Image point grounding data
-- Opening Marker --
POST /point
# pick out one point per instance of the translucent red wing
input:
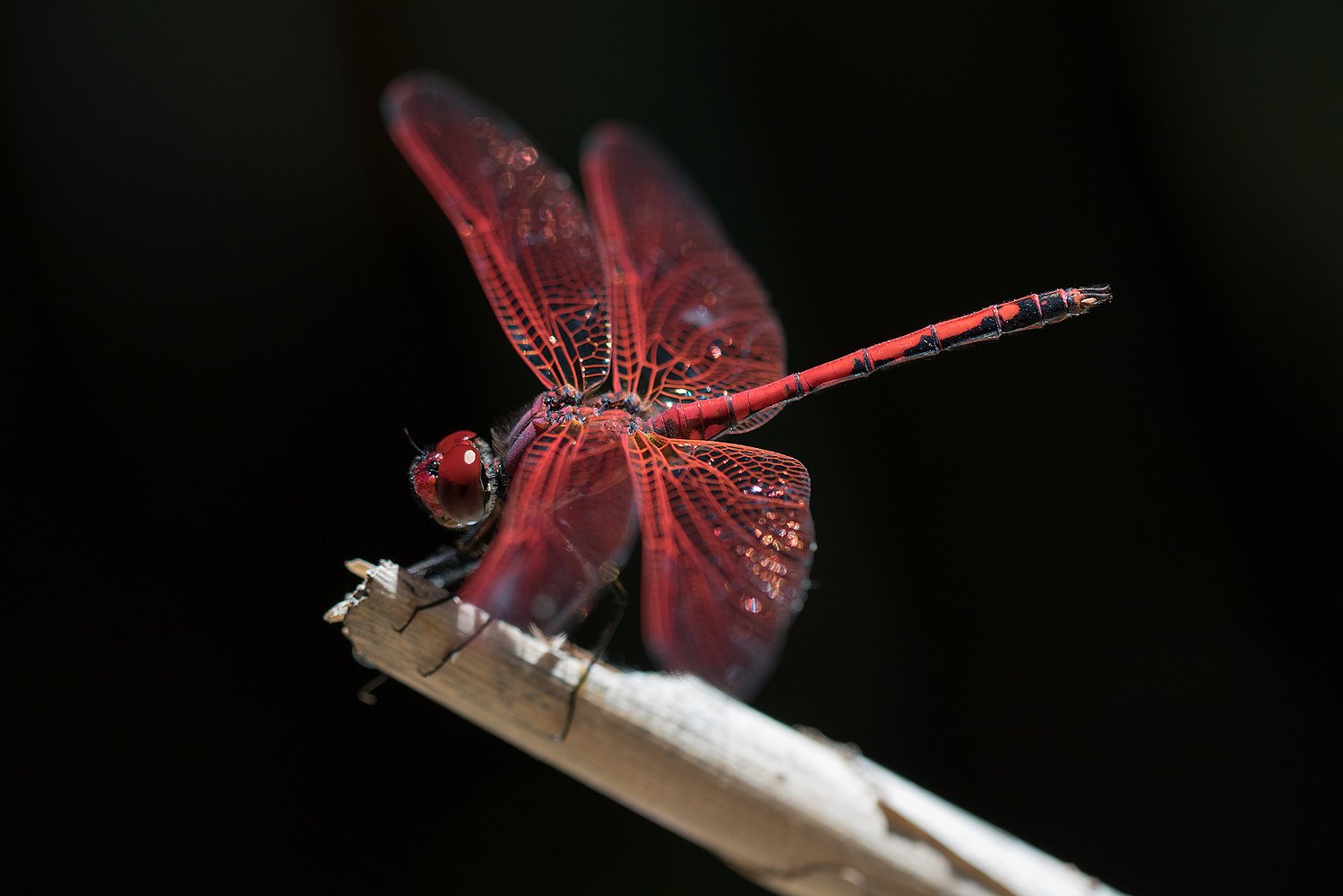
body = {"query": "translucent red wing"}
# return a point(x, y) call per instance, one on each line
-- Closing Marker --
In your answer, repeat all the entries exactly, but leave out the pictures.

• _Expected answer_
POST /point
# pick out one point per instance of the translucent red wing
input:
body = {"query": "translucent red wing"}
# return a point(x, y) call per instance, one on each line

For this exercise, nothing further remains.